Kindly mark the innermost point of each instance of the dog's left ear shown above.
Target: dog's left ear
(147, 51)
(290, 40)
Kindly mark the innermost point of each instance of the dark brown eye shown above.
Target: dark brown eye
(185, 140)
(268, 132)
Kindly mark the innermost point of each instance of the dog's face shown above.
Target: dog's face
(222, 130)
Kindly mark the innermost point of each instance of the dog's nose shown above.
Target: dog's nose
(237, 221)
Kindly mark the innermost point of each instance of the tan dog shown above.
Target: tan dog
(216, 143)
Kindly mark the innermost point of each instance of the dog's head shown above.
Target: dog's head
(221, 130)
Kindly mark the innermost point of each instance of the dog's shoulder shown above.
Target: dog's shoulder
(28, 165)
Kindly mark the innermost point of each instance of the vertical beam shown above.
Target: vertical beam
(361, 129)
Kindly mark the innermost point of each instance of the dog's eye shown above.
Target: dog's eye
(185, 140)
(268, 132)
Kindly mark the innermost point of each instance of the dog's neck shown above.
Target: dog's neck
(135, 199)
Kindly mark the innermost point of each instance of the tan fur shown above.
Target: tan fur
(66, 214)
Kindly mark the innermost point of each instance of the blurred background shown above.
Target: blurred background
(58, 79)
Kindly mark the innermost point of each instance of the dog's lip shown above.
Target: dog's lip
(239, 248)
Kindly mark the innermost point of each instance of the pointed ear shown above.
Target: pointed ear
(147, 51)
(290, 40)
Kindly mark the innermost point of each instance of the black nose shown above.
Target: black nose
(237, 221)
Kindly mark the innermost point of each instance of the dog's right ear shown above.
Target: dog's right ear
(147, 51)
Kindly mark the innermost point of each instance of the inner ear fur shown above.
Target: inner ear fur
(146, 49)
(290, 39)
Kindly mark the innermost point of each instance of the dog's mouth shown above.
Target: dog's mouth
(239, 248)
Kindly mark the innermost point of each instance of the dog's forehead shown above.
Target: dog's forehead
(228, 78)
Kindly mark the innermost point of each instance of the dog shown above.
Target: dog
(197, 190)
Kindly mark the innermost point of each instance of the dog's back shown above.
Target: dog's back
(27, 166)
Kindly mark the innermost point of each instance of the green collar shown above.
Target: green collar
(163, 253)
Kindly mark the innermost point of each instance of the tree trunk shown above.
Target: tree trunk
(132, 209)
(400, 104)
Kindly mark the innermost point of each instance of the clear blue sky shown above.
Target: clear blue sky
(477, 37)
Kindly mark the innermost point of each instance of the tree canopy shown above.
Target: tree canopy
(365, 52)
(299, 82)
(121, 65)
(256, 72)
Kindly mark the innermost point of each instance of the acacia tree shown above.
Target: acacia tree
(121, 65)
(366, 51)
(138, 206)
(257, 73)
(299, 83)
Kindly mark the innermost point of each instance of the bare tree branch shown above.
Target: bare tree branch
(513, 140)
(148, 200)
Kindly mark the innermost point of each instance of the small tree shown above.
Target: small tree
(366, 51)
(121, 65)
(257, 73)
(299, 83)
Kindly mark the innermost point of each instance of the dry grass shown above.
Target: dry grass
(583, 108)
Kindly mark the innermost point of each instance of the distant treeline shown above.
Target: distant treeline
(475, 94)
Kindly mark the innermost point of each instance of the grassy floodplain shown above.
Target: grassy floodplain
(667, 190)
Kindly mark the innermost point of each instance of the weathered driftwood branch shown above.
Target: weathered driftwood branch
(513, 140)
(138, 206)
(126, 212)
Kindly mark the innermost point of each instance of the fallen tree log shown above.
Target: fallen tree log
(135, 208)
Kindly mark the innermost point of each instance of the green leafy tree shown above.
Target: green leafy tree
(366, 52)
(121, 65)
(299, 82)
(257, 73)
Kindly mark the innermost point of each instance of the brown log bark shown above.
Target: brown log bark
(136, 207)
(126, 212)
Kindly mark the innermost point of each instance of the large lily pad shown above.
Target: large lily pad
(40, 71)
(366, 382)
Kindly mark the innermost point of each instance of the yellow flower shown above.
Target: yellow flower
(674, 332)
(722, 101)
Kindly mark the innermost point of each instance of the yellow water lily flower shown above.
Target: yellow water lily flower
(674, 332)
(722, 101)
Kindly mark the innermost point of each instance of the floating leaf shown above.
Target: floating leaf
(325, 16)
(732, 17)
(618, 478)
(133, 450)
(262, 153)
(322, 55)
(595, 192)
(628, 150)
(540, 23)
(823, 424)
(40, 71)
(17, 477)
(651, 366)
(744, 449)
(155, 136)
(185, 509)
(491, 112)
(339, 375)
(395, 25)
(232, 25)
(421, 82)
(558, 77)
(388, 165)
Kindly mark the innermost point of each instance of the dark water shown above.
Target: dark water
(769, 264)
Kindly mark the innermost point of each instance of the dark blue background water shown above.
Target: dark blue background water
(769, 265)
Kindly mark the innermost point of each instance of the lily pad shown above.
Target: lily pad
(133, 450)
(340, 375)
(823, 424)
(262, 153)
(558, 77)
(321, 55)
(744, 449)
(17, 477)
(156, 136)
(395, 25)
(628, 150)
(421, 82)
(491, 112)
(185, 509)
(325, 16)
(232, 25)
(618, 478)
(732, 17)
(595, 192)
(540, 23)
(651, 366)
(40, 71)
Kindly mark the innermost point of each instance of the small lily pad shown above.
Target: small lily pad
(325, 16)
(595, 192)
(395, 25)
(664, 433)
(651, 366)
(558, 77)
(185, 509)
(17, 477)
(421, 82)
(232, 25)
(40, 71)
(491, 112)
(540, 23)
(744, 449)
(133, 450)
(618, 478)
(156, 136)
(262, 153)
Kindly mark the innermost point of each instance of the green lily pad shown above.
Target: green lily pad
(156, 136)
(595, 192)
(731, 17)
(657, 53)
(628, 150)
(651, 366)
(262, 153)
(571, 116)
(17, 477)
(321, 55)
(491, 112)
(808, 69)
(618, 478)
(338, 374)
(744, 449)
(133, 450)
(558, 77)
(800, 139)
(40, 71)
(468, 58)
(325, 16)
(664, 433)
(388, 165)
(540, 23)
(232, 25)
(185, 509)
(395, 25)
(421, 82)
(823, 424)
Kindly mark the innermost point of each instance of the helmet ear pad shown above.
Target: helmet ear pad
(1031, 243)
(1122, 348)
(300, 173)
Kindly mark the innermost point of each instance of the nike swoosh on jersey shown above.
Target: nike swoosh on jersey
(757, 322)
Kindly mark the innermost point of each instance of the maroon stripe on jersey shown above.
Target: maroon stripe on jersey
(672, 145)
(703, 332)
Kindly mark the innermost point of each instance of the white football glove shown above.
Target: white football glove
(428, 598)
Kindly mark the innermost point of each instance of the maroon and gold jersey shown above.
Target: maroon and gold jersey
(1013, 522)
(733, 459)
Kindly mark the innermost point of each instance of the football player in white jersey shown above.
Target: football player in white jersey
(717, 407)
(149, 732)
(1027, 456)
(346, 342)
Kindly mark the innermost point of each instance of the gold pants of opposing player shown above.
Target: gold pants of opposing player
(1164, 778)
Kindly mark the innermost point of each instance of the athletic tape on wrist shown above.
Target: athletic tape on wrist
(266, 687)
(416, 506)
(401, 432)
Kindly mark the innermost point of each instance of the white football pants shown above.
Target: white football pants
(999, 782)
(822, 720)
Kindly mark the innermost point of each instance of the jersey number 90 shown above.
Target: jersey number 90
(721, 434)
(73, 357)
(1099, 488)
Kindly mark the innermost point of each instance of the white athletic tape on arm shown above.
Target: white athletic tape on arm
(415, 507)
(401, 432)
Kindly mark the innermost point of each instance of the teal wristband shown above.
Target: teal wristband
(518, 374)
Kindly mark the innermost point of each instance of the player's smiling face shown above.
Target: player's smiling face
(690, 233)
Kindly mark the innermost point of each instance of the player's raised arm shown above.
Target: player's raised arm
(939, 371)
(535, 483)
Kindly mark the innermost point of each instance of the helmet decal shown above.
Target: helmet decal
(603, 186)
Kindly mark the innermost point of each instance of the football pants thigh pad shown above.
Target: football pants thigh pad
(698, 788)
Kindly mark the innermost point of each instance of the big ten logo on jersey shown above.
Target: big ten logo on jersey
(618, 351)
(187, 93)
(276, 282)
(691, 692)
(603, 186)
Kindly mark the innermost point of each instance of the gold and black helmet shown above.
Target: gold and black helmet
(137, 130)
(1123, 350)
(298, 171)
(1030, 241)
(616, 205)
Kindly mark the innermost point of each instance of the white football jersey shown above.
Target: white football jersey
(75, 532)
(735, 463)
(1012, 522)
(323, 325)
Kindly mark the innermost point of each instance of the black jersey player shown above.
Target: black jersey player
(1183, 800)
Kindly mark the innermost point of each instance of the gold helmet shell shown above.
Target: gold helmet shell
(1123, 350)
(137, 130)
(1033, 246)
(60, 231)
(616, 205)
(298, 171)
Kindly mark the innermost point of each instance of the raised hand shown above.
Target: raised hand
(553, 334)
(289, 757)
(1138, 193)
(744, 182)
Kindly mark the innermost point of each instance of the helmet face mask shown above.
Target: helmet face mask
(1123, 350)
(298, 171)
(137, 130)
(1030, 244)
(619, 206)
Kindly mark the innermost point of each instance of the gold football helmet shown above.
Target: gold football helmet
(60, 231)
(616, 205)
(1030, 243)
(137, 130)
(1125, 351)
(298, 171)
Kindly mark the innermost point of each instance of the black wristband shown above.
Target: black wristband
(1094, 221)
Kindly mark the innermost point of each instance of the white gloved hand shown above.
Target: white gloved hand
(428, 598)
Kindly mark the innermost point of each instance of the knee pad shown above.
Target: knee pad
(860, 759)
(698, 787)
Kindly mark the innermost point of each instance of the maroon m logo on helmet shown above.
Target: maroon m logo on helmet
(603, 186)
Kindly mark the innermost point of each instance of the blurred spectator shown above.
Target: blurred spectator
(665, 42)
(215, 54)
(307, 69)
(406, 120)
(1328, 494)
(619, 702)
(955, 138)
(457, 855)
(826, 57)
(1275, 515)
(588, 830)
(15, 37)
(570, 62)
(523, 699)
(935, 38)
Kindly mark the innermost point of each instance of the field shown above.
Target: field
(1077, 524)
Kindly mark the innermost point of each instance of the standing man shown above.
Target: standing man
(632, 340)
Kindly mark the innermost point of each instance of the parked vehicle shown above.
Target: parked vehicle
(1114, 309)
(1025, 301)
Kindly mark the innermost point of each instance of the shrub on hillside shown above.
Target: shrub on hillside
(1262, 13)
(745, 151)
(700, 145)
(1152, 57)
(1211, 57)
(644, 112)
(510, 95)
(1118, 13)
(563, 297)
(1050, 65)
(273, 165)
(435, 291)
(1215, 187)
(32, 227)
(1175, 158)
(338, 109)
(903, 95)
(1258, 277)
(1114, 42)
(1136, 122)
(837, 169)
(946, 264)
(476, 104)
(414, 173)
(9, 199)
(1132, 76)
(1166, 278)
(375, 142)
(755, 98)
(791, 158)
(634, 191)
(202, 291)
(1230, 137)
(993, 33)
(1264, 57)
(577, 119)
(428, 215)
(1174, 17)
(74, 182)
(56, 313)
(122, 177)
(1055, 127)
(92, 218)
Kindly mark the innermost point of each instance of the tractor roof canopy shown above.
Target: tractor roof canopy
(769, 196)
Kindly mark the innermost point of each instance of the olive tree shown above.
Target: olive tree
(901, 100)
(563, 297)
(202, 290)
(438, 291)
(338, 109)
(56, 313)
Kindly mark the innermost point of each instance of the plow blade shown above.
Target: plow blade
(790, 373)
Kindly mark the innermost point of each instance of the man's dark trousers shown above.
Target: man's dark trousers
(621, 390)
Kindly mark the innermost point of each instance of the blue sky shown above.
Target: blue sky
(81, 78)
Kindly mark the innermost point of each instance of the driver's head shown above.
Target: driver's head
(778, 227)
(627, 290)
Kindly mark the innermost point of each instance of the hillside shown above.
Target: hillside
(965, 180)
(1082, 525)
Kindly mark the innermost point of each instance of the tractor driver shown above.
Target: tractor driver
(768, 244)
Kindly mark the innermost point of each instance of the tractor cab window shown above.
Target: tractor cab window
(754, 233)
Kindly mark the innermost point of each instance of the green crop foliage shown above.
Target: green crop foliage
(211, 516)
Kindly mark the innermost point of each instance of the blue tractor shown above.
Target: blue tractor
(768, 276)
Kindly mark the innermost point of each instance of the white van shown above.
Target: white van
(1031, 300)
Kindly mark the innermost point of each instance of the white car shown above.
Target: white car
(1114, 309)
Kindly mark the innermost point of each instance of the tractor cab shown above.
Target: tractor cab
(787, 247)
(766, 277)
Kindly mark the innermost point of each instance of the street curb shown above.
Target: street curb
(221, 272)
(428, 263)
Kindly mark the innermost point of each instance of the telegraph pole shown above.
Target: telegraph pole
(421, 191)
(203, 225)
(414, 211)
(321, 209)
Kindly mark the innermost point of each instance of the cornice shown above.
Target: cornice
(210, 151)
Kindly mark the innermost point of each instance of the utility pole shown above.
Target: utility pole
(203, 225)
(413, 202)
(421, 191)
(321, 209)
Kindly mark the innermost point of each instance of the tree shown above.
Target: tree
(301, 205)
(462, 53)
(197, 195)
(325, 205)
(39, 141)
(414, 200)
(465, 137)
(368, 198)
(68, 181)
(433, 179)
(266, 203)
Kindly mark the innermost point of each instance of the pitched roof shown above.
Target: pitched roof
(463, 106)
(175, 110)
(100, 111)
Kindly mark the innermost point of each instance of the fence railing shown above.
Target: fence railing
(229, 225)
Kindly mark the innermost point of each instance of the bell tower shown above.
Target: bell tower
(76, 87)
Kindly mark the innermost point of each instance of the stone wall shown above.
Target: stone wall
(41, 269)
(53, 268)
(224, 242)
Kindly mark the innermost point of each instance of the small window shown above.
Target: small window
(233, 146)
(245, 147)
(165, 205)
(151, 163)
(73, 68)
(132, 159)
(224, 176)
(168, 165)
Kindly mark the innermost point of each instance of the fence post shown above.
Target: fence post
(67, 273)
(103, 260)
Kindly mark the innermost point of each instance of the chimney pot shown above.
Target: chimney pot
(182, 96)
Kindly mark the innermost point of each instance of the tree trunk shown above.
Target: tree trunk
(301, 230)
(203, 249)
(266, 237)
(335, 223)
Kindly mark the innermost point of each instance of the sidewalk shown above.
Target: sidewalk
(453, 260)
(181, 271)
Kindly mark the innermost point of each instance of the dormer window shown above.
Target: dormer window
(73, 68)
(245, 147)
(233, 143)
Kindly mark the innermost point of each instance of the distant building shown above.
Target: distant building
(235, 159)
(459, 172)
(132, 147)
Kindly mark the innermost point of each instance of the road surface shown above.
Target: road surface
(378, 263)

» **The problem**
Quote only the lines from the line containing "railing shown above." through the end of the entries, keeping the first and the last.

» **Result of the task**
Kindly mark the innermost point of each instance of the fence railing shown above.
Target: fence railing
(229, 225)
Kindly mark the innermost point of each instance of the bell tower shown above.
Target: bell tower
(76, 87)
Kindly mark the innermost point of each instance of the stone wall shown above.
Target: stone wall
(41, 269)
(53, 268)
(224, 242)
Kindly mark the innermost point of each instance of the small window shown above.
Target: small window
(233, 146)
(245, 147)
(165, 205)
(151, 163)
(73, 68)
(132, 159)
(224, 176)
(168, 165)
Kindly mark the innermost point of each instance of the fence post shown above.
Target: fence post
(67, 273)
(103, 260)
Kindly mark the innermost point of each instance of the chimney pot shown above.
Target: chimney pot
(182, 96)
Kindly mark the innermost point of each instance of the tree trunk shown above.
Target: tree trunk
(301, 230)
(203, 249)
(266, 237)
(335, 223)
Kindly mark the innermost point of each instance of the sidewalk shown above.
Target: sidewalk
(453, 260)
(181, 271)
Kindly mark the innermost point of each instance of the dormer window shown above.
Target: dormer window
(73, 68)
(245, 147)
(233, 143)
Kindly mark the innermost point of each instance of the distant building shown above.
Target: distant building
(235, 159)
(459, 172)
(132, 147)
Kindly mark the innermost point of each instance of the road surface shown above.
Target: road surface
(378, 263)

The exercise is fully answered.